:: Texto de lectura ::

Durante la 30ª edición del festival de L’Alternativa asistimos al estreno de El Eco, documental laureado este año en la Berlinale, y presentado por su directora, Tatiana Huezo.
El Eco nos acerca a los habitantes, en su mayoría mujeres, de una pequeña comunidad rural mexicana. Sus inquietudes, sus deseos y cotidianidades se despliegan en cuatro estaciones de la cosecha hasta la sequía. Es un proceso de madurez entre azotes de viento. Los niños aprenden a cuidar y a desollar animales, a despedir una vida y asumir la muerte entre cánticos. El gran pulso cinematográfico logra que los rostros y los paisajes cuenten tanto como las palabras. En cada contraste hay humanidad y humanismo.
Conversando con Tatiana Huezo en L’Alternativa 2023
Tatiana Huezo (San Salvador, 1972) logra un retrato sensible y crudo que nos muestra rudeza y ternura a un tiempo. Sin descuidar la perspectiva de género, cuestiona y visibiliza la estructura patriarcal de la villa en la que las mujeres se ven confinadas y buscan rebelarse. La revolución contra el autoritarismo sea en el seno de la familia o en la sociedad es un elemento presente a lo largo del documental, así como la solidaridad, el apoyo mutuo y el sentimiento comunitario.

Al terminar la proyección, la cineasta mexicana conversó con nosotros y habló en profundidad del proceso creativo de la película, compartiendo anécdotas, crisis y reflexiones.
¿Por qué decidiste empezar esta película?
Necesitaba un punto de luz en mi vida. Mis películas anteriores son relatos de la guerra, la violencia contra las mujeres… Quería volver a rodar en las tierras de mi infancia algo que disipara tanta oscuridad. Lo pensé como un reto, estaba cansada de entrevistas guiadas, rodaría sin estructura y sin guías. Quería capturar la vida de la forma más pura posible, desde la mirada infantil, con la gente más conectada a la tierra. Supe que quería hablar del proceso de crecer en el campo, aunque tenía mis dudas de que pudiera interesarle a alguien.

¿Cómo descubriste El Eco?
Gracias a los maestros rurales. Llegué tras recorrer una veintena de comunidades que no nos convencieron, atraída por el nombre. Los maestros nos introdujeron en la escuela para que conociéramos a los niños. Allí me encontré a Andrea y a Lucinda realizando una tutoría y me dije «aquí es». Luego estuve visitando las casas de la gente. Pregunté por el origen del nombre del pueblo, por si había algún eco en las montañas, pero nadie sabía.

:::
:: Relación del material ::

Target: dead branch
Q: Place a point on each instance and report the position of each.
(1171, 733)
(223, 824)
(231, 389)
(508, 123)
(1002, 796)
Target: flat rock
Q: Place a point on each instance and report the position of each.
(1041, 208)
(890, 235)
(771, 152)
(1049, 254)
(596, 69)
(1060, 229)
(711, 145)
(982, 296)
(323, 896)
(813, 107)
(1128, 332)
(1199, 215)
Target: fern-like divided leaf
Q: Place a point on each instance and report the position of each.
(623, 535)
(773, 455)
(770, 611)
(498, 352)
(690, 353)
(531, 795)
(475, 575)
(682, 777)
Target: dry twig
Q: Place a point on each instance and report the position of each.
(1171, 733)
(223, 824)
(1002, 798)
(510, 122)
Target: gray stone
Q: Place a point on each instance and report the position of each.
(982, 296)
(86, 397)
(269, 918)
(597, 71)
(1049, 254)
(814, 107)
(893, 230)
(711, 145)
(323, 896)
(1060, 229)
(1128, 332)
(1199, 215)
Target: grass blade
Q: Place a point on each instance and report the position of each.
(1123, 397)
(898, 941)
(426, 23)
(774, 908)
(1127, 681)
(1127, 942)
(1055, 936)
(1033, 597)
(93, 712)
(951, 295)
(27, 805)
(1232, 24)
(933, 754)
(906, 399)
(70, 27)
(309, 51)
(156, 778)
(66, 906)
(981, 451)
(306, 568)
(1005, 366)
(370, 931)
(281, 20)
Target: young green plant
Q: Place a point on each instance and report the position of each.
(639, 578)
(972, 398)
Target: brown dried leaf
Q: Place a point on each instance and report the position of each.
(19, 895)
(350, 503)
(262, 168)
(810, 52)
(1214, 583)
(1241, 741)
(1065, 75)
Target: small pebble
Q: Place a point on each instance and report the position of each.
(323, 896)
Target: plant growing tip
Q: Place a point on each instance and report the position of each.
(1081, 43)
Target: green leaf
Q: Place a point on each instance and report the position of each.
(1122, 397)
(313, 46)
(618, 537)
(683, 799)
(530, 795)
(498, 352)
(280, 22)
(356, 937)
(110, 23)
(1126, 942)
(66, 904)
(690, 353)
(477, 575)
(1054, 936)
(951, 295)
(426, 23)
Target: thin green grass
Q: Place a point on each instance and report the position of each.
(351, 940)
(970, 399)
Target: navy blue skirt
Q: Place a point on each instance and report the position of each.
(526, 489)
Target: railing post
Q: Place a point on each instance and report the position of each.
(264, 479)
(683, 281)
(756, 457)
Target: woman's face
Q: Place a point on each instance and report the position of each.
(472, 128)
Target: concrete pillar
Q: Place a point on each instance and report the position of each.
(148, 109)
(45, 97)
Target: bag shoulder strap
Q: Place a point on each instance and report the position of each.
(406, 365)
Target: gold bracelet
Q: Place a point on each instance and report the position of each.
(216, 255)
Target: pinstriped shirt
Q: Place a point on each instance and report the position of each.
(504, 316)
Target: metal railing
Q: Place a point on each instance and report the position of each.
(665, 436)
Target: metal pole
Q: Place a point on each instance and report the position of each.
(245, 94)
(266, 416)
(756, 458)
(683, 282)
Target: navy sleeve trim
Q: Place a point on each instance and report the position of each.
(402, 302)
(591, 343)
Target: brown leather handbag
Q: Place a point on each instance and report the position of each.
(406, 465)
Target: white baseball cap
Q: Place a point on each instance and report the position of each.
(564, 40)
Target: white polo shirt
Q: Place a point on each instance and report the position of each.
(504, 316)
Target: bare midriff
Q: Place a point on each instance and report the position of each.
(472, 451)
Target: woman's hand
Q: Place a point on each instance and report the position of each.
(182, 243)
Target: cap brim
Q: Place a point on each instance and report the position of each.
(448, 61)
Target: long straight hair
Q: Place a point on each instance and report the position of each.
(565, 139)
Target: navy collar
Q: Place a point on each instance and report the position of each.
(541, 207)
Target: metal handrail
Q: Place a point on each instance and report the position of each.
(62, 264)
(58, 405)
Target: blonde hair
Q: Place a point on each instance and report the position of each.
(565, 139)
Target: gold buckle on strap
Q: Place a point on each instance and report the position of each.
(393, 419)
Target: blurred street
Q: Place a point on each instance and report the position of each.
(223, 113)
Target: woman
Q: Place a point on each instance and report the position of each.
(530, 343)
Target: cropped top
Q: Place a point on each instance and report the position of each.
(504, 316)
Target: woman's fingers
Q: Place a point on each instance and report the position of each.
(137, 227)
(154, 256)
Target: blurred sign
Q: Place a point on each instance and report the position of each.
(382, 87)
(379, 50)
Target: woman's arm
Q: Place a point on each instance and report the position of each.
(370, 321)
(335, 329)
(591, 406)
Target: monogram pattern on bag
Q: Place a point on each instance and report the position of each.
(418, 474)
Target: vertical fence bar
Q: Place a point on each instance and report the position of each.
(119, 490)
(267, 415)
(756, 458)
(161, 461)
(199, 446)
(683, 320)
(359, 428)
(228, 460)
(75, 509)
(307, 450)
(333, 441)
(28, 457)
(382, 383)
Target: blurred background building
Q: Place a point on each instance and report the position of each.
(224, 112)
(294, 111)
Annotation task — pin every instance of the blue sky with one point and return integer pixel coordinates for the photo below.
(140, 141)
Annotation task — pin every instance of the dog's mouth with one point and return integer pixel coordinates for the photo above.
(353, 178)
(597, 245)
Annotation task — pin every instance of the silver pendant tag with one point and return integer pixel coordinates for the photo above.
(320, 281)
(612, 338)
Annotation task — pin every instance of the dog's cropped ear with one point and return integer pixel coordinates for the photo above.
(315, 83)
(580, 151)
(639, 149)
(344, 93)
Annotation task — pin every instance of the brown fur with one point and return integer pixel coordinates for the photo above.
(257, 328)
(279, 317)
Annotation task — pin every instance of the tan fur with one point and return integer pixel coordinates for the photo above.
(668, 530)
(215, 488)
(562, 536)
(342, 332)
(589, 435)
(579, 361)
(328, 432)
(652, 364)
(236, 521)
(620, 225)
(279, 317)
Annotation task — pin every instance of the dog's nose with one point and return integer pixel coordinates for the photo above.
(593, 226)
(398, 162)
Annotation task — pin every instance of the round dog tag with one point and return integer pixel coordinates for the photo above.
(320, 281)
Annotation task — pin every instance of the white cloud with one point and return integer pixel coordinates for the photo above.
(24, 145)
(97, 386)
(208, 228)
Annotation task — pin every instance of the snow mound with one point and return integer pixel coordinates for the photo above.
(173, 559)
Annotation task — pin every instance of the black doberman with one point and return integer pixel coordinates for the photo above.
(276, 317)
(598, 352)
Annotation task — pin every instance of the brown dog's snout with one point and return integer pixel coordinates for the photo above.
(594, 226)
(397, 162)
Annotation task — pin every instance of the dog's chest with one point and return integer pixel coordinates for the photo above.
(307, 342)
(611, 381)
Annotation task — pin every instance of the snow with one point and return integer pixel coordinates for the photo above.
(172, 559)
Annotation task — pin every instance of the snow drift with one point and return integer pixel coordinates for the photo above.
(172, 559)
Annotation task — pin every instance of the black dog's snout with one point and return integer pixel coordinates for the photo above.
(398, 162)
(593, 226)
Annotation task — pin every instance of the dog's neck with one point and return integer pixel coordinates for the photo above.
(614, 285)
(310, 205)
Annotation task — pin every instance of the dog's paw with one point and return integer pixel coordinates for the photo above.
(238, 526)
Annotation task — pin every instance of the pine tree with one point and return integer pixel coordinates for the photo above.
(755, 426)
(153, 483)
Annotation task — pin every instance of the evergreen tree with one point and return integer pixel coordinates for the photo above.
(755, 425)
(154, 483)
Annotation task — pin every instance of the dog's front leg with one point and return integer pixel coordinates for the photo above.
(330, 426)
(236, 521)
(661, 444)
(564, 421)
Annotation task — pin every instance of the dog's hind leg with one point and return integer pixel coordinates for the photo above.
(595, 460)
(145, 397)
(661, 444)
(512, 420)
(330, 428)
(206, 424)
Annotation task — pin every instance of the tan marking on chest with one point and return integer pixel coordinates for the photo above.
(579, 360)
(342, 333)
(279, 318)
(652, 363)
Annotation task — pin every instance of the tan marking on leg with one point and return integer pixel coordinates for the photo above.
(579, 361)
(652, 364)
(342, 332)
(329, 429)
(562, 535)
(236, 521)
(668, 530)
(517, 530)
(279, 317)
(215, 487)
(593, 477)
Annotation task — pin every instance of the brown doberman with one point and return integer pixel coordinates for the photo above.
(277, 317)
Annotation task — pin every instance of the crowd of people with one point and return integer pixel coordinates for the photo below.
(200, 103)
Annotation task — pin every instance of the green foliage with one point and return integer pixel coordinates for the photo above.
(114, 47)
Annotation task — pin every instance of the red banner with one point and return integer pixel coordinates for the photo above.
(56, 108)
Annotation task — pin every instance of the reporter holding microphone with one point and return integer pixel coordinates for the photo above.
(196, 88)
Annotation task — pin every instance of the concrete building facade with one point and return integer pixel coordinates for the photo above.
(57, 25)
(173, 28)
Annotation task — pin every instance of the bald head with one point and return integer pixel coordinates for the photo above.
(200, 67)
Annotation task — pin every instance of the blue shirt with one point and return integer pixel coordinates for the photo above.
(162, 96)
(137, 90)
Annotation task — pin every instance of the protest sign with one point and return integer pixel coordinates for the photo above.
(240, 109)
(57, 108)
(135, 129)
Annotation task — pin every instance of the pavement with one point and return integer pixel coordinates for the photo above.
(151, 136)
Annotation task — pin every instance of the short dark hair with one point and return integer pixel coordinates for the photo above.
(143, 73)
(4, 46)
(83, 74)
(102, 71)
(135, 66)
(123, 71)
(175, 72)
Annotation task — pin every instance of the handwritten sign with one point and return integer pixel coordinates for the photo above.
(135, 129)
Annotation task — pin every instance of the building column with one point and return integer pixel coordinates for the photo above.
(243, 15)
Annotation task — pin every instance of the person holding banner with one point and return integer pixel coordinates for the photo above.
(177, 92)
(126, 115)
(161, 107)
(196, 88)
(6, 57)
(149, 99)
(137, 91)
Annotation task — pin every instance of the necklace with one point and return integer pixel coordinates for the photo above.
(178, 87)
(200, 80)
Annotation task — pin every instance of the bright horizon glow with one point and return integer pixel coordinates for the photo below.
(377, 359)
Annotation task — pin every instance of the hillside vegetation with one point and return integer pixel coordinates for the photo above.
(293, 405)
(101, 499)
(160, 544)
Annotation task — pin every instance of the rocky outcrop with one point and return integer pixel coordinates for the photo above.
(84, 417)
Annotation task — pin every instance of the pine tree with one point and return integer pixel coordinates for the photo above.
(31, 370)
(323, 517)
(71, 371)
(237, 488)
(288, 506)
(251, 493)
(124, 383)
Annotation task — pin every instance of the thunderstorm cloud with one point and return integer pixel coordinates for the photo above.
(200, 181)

:::

Partes del ejercicio:
**A.** Según el texto, ¿en qué ciudad y en qué año nació Tatiana Huezo?
**B.** Copia el pasaje del texto desde "Al terminar la" hasta "empezar esta película?", cambiando "la cineasta mexicana" por "la directora".
**C.** Resume en forma de lista el párrafo del texto que empieza con "Tatiana Huezo (San Salvador, 1972) logra", conservando sus datos principales.
El material no hace falta para resolver el ejercicio.

Resultados obtenidos:
**A.** En San Salvador, en 1972.

**B.**
Al terminar la proyección, la directora conversó con nosotros y habló en profundidad del proceso creativo de la película, compartiendo anécdotas, crisis y reflexiones.
¿Por qué decidiste empezar esta película?

**C.**
- Tatiana Huezo (San Salvador, 1972) ofrece un retrato sensible y crudo que muestra a la vez rudeza y ternura.
- Con perspectiva de género, cuestiona y visibiliza la estructura patriarcal de la villa, donde las mujeres están confinadas y buscan rebelarse.
- A lo largo del documental aparecen la revolución contra el autoritarismo, en la familia o en la sociedad, la solidaridad, el apoyo mutuo y el sentimiento comunitario.